Excerpts of pointing data:
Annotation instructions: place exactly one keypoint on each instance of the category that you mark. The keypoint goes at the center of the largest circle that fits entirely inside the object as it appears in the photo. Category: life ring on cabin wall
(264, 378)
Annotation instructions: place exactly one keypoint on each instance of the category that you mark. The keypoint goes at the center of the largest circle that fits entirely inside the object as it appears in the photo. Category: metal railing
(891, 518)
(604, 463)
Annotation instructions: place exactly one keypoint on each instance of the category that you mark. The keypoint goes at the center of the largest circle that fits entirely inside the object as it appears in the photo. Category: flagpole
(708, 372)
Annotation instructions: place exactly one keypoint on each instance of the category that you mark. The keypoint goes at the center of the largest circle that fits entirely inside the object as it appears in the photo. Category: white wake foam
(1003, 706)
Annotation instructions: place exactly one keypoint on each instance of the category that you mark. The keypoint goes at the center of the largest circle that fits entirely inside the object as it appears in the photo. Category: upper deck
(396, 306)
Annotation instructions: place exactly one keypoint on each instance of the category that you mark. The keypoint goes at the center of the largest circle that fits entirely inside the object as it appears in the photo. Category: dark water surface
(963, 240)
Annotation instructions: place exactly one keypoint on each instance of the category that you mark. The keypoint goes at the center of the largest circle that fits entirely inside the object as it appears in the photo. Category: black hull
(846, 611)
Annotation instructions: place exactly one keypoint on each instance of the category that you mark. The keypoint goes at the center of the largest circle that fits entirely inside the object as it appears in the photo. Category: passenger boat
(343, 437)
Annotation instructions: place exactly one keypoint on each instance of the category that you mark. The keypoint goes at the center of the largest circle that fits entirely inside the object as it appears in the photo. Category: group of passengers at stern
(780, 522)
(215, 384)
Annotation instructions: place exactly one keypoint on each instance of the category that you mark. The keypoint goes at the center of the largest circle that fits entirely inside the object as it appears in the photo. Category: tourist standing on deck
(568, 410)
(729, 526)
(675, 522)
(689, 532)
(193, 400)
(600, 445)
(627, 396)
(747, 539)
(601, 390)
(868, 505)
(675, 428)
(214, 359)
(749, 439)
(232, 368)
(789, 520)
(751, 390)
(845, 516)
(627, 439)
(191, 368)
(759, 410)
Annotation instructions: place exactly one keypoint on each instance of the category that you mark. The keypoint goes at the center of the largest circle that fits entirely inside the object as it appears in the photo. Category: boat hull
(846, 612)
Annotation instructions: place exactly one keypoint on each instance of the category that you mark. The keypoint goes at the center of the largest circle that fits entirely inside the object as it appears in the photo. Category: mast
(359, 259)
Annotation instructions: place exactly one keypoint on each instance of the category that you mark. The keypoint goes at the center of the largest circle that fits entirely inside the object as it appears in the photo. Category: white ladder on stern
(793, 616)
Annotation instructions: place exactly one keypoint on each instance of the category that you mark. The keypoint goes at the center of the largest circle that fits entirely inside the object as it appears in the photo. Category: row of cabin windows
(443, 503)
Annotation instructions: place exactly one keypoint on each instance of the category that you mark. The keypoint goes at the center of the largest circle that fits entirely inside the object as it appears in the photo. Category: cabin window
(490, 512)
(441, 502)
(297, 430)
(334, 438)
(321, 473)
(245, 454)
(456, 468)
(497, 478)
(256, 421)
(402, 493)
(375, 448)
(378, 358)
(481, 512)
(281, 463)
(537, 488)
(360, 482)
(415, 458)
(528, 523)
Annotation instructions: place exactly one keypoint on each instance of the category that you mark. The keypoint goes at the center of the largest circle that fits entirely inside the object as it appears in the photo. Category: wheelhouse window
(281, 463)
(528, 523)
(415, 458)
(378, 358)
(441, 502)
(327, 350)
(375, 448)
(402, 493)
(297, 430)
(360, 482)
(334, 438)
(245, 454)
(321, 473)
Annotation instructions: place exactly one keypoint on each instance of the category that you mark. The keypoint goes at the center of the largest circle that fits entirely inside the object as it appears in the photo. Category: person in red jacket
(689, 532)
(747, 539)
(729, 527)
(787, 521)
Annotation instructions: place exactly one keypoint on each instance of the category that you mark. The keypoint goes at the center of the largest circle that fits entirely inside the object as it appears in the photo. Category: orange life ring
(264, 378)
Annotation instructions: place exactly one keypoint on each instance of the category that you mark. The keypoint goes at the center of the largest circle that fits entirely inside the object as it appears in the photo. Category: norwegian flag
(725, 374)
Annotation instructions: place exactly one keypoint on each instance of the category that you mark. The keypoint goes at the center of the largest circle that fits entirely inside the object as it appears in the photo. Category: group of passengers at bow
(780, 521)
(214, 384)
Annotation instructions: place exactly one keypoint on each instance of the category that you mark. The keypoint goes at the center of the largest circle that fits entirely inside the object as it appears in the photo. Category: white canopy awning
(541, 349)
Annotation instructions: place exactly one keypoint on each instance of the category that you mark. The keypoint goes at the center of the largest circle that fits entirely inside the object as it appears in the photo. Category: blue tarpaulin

Problem statement: Lay out these lines of data as a numbered list, leaving out any blank lines.

Result below:
1. Annotation instructions: place exactly one keypoint on each instance of the category that you mark. The keypoint goes at the center of the largest circle that fits entirely inside the object as it appears in the photo. Category: life ring on cabin wall
2. (264, 378)
3. Annotation instructions: place exactly one keypoint on each instance of the category that you mark. The keypoint goes at the center of the largest circle that fits entirely inside the object as it appears in the photo. Category: metal railing
4. (891, 518)
5. (604, 463)
6. Annotation instructions: place exactly one keypoint on each instance of the category that you mark. The keypoint goes at the center of the largest circle that fits entirely inside the object as it appears in the photo. Category: flagpole
7. (708, 372)
8. Annotation instructions: place exactly one keypoint on each instance of the category that you mark. The keypoint goes at the center of the largest circle that fits entirely inside the object as it appears in the photo. Category: white wake foam
9. (1003, 706)
10. Annotation instructions: place exactly one keypoint on each instance of the category that you mark. The keypoint goes at the center of the largest circle that fits entirely inside the object as it appears in the photo. Category: upper deck
11. (396, 306)
12. Annotation instructions: place exactly one keypoint on each instance of the category that you mark. The keypoint goes at the center of the largest circle that fits entirely inside the object as it appears in the photo. Category: dark water surface
13. (963, 240)
14. Annotation instructions: place exactly one keypoint on each instance of the category that you mark. The keypoint goes at the center of the largest circle that fits entirely inside the object as it appears in the photo. Category: black hull
15. (846, 611)
16. Annotation instructions: place exactly one keypoint on each instance of the category that you mark. The keypoint goes at the center of the largest circle that fits entirely inside the object as it appears in the photo. Category: passenger boat
17. (343, 437)
18. Annotation instructions: place exactly one keypoint on each instance of the category that you mark. The keypoint goes at the center of the largest circle that fits entirely inside the object as it appears in the photo. Category: group of passengers at stern
19. (780, 522)
20. (215, 384)
21. Annotation instructions: place exactly one keypoint on each instance of the category that you mark. The keypoint goes at the center of the largest circle that fits entirely inside the object as it appears in the photo. Category: tourist standing on deck
22. (568, 410)
23. (729, 526)
24. (675, 522)
25. (689, 532)
26. (193, 400)
27. (600, 445)
28. (627, 396)
29. (747, 539)
30. (601, 390)
31. (868, 505)
32. (675, 428)
33. (214, 359)
34. (749, 439)
35. (232, 368)
36. (789, 520)
37. (751, 390)
38. (845, 516)
39. (627, 439)
40. (191, 368)
41. (759, 410)
42. Annotation instructions: place exactly one keypoint on each instance of the category that you mark. The keypoint goes at the center of the largest circle that fits entirely inside the object as it appears in the photo. Category: boat hull
43. (846, 612)
44. Annotation instructions: place exactly one keypoint on each instance of the category that you mark. The keypoint goes at the center of the largest circle that fits entirely inside the object as it appears in the photo. Category: mast
45. (359, 259)
46. Annotation instructions: place exactly one keypoint on each instance of the category that you mark. The keypoint goes at the center of the largest circle that fits entirely inside the object as it appears in the photo. Category: white ladder on stern
47. (793, 616)
48. Annotation instructions: place exactly one keypoint on each instance of the category that you mark. The keypoint goes at the center of the largest circle that fits entirely inside the object as it appears in the photo. Category: row of cabin windows
49. (443, 503)
50. Annotation instructions: place exactly one keypoint on each instance of the category that you mark. The keypoint goes at the center of the largest circle that fits entirely inside the object as it appears in the photo. Category: cabin window
51. (490, 512)
52. (441, 502)
53. (297, 430)
54. (334, 438)
55. (321, 473)
56. (245, 454)
57. (456, 468)
58. (497, 478)
59. (256, 421)
60. (402, 493)
61. (375, 448)
62. (378, 358)
63. (481, 512)
64. (281, 463)
65. (537, 488)
66. (360, 482)
67. (415, 458)
68. (528, 523)
69. Annotation instructions: place exactly one keypoint on each instance of the category that you mark. The keypoint goes at the center of the largest circle that fits entirely inside the object as it appears in the photo. Category: wheelhouse window
70. (281, 463)
71. (528, 523)
72. (415, 458)
73. (378, 358)
74. (441, 502)
75. (327, 350)
76. (375, 448)
77. (402, 493)
78. (297, 430)
79. (360, 482)
80. (334, 438)
81. (245, 454)
82. (321, 473)
83. Annotation instructions: place exactly one keypoint on each instance of the category that you mark. The keypoint goes at the center of the largest circle that fits entirely inside the object as it appears in the photo. Category: person in red jacket
84. (689, 532)
85. (747, 539)
86. (729, 527)
87. (787, 521)
88. Annotation instructions: place exactly one keypoint on each instance of the category that you mark. The keypoint goes at the center of the largest circle that fits entirely inside the object as it appears in the photo. Category: orange life ring
89. (264, 378)
90. Annotation instructions: place exactly one keypoint on each instance of the category that you mark. The keypoint goes at the center of the largest circle that fits entirely inside the object as it appears in the photo. Category: norwegian flag
91. (725, 374)
92. Annotation instructions: place exactly one keypoint on each instance of the category that you mark. The keypoint goes at the center of the largest circle that fits entirely inside the object as it appears in the photo. Category: group of passengers at bow
93. (780, 521)
94. (214, 384)
95. Annotation instructions: place exactly one keypoint on each instance of the category that you mark. The keypoint goes at the center of the largest circle that fits entirely inside the object as it appears in the photo. Category: white canopy awning
96. (541, 349)
97. Annotation instructions: place exactly one keypoint on each instance of the category that you mark. The keypoint goes at the center of the largest circle that fits entirely inside the object as it appears in the photo. Category: blue tarpaulin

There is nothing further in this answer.